> **Exercise instructions**
Retype all of the entries word for word.

(Saved entries)
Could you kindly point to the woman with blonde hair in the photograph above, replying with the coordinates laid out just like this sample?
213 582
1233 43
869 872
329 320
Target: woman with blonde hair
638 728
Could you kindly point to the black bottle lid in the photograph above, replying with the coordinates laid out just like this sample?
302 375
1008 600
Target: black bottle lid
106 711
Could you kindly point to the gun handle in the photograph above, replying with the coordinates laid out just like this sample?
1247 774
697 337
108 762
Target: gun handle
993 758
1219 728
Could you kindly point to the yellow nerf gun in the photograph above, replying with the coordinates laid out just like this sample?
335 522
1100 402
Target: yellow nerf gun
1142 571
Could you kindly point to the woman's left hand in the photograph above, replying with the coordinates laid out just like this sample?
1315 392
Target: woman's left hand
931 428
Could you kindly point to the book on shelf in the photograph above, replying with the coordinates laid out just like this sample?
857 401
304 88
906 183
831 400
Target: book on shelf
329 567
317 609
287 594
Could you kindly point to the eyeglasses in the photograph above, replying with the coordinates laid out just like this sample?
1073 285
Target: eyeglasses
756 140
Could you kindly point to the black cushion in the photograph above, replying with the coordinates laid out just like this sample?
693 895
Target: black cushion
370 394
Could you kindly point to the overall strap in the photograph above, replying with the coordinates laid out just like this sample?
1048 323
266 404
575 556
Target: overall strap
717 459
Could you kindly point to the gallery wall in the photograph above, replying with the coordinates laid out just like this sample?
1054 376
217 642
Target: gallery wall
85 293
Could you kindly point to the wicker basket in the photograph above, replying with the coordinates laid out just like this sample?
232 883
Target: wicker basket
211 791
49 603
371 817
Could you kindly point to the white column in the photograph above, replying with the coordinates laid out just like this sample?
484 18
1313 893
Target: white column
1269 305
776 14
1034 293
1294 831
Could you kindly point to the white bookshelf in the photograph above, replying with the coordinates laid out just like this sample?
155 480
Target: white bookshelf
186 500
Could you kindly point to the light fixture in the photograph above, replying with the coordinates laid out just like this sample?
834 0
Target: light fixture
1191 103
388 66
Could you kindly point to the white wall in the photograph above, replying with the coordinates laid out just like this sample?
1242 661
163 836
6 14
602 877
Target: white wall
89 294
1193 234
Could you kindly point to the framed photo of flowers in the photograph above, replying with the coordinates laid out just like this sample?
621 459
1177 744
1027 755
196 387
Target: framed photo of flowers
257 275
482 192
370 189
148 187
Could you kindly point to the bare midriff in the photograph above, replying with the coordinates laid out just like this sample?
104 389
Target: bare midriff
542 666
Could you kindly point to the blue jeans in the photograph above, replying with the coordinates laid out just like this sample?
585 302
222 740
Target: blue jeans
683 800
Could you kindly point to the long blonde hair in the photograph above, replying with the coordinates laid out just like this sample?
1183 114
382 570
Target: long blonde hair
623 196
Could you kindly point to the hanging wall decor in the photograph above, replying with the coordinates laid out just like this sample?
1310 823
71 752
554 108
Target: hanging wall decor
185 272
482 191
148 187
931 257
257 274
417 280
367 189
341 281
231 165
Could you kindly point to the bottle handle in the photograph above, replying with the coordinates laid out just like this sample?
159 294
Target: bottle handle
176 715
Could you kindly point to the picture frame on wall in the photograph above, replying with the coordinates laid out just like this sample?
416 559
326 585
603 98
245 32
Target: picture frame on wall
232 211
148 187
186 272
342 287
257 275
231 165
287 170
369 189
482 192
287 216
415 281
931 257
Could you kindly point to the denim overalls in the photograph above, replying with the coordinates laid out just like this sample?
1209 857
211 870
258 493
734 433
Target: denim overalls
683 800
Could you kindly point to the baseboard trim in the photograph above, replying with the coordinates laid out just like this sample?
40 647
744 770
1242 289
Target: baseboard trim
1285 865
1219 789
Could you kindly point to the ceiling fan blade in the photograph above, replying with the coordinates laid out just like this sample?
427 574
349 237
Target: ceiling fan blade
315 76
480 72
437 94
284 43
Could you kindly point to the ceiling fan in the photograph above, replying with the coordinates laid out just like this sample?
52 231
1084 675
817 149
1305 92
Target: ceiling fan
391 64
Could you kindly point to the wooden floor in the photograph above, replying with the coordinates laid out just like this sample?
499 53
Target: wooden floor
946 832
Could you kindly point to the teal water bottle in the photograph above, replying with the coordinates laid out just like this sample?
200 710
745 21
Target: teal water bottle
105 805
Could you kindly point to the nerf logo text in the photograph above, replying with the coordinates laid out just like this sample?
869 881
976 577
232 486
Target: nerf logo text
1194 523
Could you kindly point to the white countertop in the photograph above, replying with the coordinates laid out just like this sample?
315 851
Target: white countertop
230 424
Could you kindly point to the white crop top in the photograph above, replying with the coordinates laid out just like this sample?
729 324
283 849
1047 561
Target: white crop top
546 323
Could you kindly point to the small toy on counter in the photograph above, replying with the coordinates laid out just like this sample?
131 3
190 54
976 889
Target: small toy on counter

> **Response for this exercise**
Could you kindly point to the woman with blonde hair in the photograph above, replying with the coordinates laid out just like this sample?
213 582
1233 43
869 872
329 320
Target: woman with blonde hair
638 728
Could you kindly point to the black bottle lid in the photograph above, replying with the coordinates laid out just like this sample?
302 375
1008 600
Target: black bottle lid
106 711
Could you kindly point to the gun handle in the photograph above, replying with the coordinates laid out just like this sample?
1247 774
697 337
108 762
Target: gun handle
993 758
1219 728
Could you kindly point to the yellow nerf gun in the photograph above, replying with the coordinates laid out just like this sample?
335 522
1100 402
Target: yellow nerf gun
1142 571
Could you kindly point to the woman's left hand in the photograph above, replying with the coordinates laid out just like this sample?
1315 392
Target: woman's left hand
931 428
Could you kindly point to the book on shelf in the photograph above, replying with the coordinates laid out just like this sample?
857 401
304 88
906 183
831 400
Target: book on shelf
329 567
317 609
287 594
Could you kindly point to the eyeglasses in the photograph above, replying with the coordinates laid out just like this sample?
1073 285
Target: eyeglasses
756 140
Could you kindly point to the black cushion in the photograph above, replying with the coordinates laid out just like this sample?
693 895
Target: black cushion
370 394
Could you kindly point to the overall strap in the photograph above, replying with the coordinates laid out just like this sample?
1048 323
266 404
575 556
Target: overall strap
717 459
Could you kindly point to the gallery wall in the photograph above, replying with the coordinates laid out just like this sample?
1054 376
217 642
Target: gallery wall
85 293
Could you kindly point to the wicker basket in the photograph above, replying with the coordinates laid out just like this sample?
232 883
Target: wicker basket
211 791
49 603
371 817
Could you kindly point to the white column in the photograph above, replying with the coordinates laid out just like this sample?
484 18
1313 893
Target: white column
1269 305
776 14
1034 293
1294 831
Could you kindly point to the white bookshelf in the photograph above, replying with the coordinates laid out just like this sample?
155 480
Target: white bookshelf
186 500
Could you kindly point to the light fixture in the photograph above, replying with the coordinates laid out just like this sample?
834 0
Target: light fixture
1191 103
388 66
Could you kindly point to the white wall in the photograph above, replying with the coordinates laid out just like this sample?
1242 661
163 836
6 14
602 877
Target: white wall
89 294
1193 234
Could you kindly point to the framed photo of flowers in the photograph above, replying with the coordinates laid out just like this sample?
621 459
1177 744
1027 755
196 387
Target: framed photo of flowers
257 275
482 192
370 189
148 187
Could you kindly point to the bare midriff in the photograph above, replying with the coordinates laid out just like this sample?
104 389
Target: bare midriff
542 666
Could you kindly point to the blue jeans in the photograph above, replying with the coordinates laid out just like this sample?
585 302
222 740
Target: blue jeans
683 800
Could you kindly point to the long blonde hair in the photograph above, replying with the coordinates laid out just like this sample?
1183 114
382 570
Target: long blonde hair
623 196
Could you kindly point to the hanging wall decor in the photograph above, replying with the coordinates laid out just like this sample?
1310 823
71 752
554 108
Target: hanging wall decor
185 272
482 191
148 187
931 257
257 274
417 280
367 189
341 281
231 165
Could you kindly point to the bottle handle in the photograph above, replying with the coordinates laid out just like this sample?
159 294
Target: bottle handle
176 715
Could you kindly point to the picture frame on wall in the photograph above, replying with the coordinates laid out just like this sample?
416 559
326 585
603 98
245 32
Target: picture frame on wall
232 211
148 187
186 272
342 287
257 275
231 165
287 170
369 189
482 192
287 216
415 281
931 257
Could you kindly point to the denim overalls in the photograph above, replying with the coordinates laid out just like this sample?
1209 857
211 870
258 493
734 433
Target: denim overalls
683 800
Could you kindly point to the baseboard trim in the photograph above, replying with the coordinates laid out just like this sample?
40 647
744 770
1242 289
Target: baseboard trim
1285 865
1219 789
Could you kindly point to the ceiling fan blade in the photograph above, replying with the coordinates laid out just like this sample?
427 574
349 237
Target: ceiling fan blade
315 76
480 72
437 94
284 43
Could you kindly point to the ceiling fan in the photograph above, replying with the coordinates laid out just like this sample?
52 231
1084 675
817 149
1305 92
Target: ceiling fan
391 64
Could you kindly point to the wooden floor in the photograph above, replying with the coordinates laid out just like this sample?
499 53
Target: wooden floor
946 832
Could you kindly point to the teal water bottle in the photograph above, replying with the coordinates laid out just like this sample?
200 710
745 21
Target: teal water bottle
105 805
Could you kindly point to the nerf logo text in the photograph above, replying with the coordinates laid out just like this sample?
869 881
976 577
232 486
Target: nerf logo text
1194 523
Could you kindly point to the white countertop in the photograph above, replying with the coordinates laid out just like this sample?
315 851
Target: white countertop
230 424
Could you kindly point to the white crop top in the photograph above, replying with the coordinates laid out just like this sample?
729 324
283 849
1047 561
Target: white crop top
546 323
Could you kindly point to the small toy on counter in the photograph above, replying with the coordinates laid out just like this sample?
131 3
190 54
976 889
Target: small toy on counter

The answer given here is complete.